> **EXERCISE DETAILS**: Print the rows below word for word, from their first line up to and including the line that contains "x=717 y=281".
☆ ☆ ☆
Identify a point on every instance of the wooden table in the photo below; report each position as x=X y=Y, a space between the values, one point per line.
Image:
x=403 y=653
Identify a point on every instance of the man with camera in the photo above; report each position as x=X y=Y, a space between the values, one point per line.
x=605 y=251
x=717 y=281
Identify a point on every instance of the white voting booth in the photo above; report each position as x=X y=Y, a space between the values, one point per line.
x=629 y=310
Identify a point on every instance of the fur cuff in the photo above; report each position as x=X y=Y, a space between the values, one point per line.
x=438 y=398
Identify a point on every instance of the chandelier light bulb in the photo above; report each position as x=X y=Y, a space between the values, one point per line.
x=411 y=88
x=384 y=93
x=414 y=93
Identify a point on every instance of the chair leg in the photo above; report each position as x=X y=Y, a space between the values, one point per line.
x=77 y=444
☆ ☆ ☆
> **RESULT**:
Identify a point on every instance of the wooden table in the photo below; report each position as x=X y=Y, a space between the values, one point per line.
Image:
x=403 y=653
Identify a point on every instance of the man with camera in the photo above; report each position as x=X y=Y, a space between the values, one point per line.
x=605 y=251
x=717 y=281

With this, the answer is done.